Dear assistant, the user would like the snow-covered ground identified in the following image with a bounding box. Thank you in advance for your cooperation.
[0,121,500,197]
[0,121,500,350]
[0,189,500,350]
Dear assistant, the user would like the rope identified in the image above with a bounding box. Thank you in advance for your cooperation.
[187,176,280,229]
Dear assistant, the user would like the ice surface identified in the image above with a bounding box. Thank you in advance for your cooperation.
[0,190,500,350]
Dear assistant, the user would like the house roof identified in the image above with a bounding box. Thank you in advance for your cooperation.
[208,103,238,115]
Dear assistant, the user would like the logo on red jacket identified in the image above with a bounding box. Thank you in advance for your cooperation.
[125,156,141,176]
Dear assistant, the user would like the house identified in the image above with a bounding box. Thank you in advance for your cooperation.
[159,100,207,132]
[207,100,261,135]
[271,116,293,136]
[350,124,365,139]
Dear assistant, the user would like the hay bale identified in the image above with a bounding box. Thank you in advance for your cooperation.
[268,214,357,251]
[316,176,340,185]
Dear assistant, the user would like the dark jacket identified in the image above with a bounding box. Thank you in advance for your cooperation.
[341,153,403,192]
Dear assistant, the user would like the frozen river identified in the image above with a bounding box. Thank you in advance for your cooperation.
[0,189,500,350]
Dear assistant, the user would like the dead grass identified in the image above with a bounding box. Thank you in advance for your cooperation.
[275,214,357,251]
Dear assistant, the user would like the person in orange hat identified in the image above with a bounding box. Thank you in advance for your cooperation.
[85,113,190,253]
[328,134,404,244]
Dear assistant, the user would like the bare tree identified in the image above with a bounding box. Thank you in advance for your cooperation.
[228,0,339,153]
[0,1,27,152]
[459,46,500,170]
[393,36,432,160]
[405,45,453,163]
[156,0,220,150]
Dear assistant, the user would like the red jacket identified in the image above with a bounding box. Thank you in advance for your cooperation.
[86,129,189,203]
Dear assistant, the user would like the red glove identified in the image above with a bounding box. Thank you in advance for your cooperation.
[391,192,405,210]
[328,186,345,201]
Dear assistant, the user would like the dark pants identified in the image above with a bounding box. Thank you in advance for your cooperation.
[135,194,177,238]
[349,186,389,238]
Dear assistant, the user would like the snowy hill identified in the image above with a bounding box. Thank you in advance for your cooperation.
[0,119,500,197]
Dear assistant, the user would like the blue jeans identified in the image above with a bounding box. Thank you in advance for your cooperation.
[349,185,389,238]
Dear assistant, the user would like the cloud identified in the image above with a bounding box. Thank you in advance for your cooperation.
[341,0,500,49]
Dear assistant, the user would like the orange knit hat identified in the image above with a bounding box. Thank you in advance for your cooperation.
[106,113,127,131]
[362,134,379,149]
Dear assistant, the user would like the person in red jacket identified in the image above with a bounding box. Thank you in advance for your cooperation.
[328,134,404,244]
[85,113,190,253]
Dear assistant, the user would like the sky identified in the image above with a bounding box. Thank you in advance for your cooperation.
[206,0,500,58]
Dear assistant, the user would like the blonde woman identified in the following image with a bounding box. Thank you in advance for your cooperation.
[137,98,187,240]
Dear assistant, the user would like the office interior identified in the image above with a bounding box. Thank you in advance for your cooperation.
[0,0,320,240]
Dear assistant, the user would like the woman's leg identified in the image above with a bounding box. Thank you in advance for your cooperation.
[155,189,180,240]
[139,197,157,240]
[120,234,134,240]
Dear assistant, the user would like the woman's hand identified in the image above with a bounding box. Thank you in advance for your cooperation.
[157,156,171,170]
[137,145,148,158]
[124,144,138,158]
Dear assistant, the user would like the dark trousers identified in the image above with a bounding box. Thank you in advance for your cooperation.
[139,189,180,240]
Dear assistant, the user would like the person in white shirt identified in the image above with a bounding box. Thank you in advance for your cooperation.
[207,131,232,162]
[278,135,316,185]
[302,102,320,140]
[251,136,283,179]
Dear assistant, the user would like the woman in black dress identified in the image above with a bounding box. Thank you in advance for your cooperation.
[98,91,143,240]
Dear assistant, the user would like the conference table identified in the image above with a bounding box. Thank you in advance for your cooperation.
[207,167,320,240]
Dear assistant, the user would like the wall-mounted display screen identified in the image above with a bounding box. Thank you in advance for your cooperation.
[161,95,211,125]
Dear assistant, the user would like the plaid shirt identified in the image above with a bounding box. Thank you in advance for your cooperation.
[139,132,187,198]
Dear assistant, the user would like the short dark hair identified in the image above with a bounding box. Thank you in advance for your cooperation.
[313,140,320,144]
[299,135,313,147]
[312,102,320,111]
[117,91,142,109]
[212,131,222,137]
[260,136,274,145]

------------

■ GOAL:
Please quote all of the records above word for word, from the first to the last.

■ ANSWER IN FULL:
Dear assistant, the user would like the snow-covered ground identified in the following image with a bounding box. Thank you in advance for your cooperation.
[0,121,500,197]
[0,121,500,350]
[0,189,500,350]
Dear assistant, the user would like the rope identified in the image above with a bounding box. Thank you in advance for your cooperation.
[187,176,280,229]
Dear assistant, the user would like the ice surface identified in the image above with a bounding box. Thank you in advance for your cooperation.
[0,190,500,350]
Dear assistant, the user would like the house roof identified in the image above with a bounding box. Thank you in advance for your cooperation.
[208,103,238,115]
Dear assistant, the user would like the logo on red jacket identified in the image above with a bounding box. Thank you in advance for your cooperation.
[125,156,141,176]
Dear assistant, the user would like the house identified in the image above with a bounding box. Thank you in advance for your cooperation.
[159,100,207,132]
[207,100,261,135]
[271,116,293,136]
[350,124,365,139]
Dear assistant, the user would like the hay bale identified in the image above with a bounding box. Thank you in advance for your cooperation.
[268,214,357,251]
[316,176,340,185]
Dear assistant, the user would like the dark jacket identified in the image above with a bounding box. Thank you in advance for your cooperation.
[341,153,403,192]
Dear assistant, the user would like the frozen river identified in the image above with a bounding box. Thank you in advance for your cooperation.
[0,189,500,350]
Dear assistant, the user would like the dead grass identified in the image above with a bounding box. Thank you in advance for your cooperation.
[275,214,357,251]
Dear assistant, the user would like the person in orange hat identified in the image above with a bounding box. Thank you in advance for your cooperation.
[85,113,190,253]
[328,134,404,244]
Dear assistant, the user would like the bare tree identified in the image above with a bounding box. Thank you in advance for your cooperation.
[228,0,339,153]
[0,1,27,152]
[459,46,500,170]
[393,36,432,160]
[405,45,453,163]
[156,0,220,150]
Dear assistant, the user would like the red jacket identified in the image above with a bounding box. Thank you in advance for your cooperation.
[86,129,189,203]
Dear assistant, the user would like the red glove identified in the image above with a bounding box. Thank you in advance for your cooperation.
[391,192,405,210]
[328,186,345,201]
Dear assistant, the user would like the dark pants identified in the image above with a bounding box. Thank you in advance for your cooperation.
[135,194,177,238]
[349,186,389,238]
Dear assistant, the user would like the snowy hill identified in the image above with a bounding box. Thank you in advance for your cooperation.
[0,119,500,197]
Dear assistant, the user would like the blue jeans identified in the image above with a bounding box. Thank you in advance for your cooperation.
[349,185,389,238]
Dear assistant, the user would like the cloud identified in the image above with a bounding box. Thank you in advance for your cooperation.
[341,0,500,49]
Dear assistant, the user would like the orange knit hat identified in the image above with a bounding box. Thank you in advance for your cooperation.
[106,113,127,131]
[362,134,379,149]
Dear assistant, the user would like the person in red jacket identified in the image above with a bounding box. Thank you in advance for your cooperation.
[328,134,404,244]
[85,113,190,253]
Dear assistant, the user would like the sky identified in the image above with a bounding box. Thank you in advance for your cooperation.
[206,0,500,58]
Dear assistant, the user would like the blonde woman identified in the following image with a bounding box. Thank you in advance for your cooperation.
[137,98,187,240]
Dear assistant, the user would like the office interior identified in the image above with a bounding box. Thank you in advance for your cooperation.
[0,0,320,240]
Dear assistant, the user would like the woman's leg identified in the image above with a bounding box. Thank you in advance for your cooperation.
[155,189,180,240]
[139,197,157,240]
[120,234,134,240]
Dear assistant, the user would like the woman's hand identified in the image above with a bounding box. Thank you in advance for your cooperation.
[157,156,171,170]
[137,145,148,158]
[124,144,138,158]
Dear assistant, the user would like the dark trousers identified in the image above with a bounding box. Thank you in advance for your cooperation.
[139,189,180,240]
Dear assistant, the user would like the person in white shirt identified in the image above with a bounding box. Thank you in advance for your cooperation.
[207,131,232,162]
[278,135,316,185]
[302,102,320,140]
[251,136,283,179]
Dear assistant, the user would like the woman in black dress identified in the image above with a bounding box. Thank you in advance for your cooperation.
[98,91,143,240]
Dear assistant, the user would like the conference table identified in the image above with a bounding box. Thank you in advance for your cooperation.
[207,167,320,240]
Dear assistant, the user would like the wall-mounted display screen identified in the image above with a bounding box. Thank you in advance for your cooperation.
[161,95,211,125]
Dear assistant, the user would like the plaid shirt identified in the image above with a bounding box. Thank you in advance for your cooperation.
[139,132,187,198]
Dear assistant, the user would like the short dark hair identified in the image above with a bounding box. Thank you in advance for your cooperation.
[313,140,320,144]
[299,135,313,147]
[312,102,320,111]
[117,91,142,109]
[212,131,222,137]
[260,136,274,145]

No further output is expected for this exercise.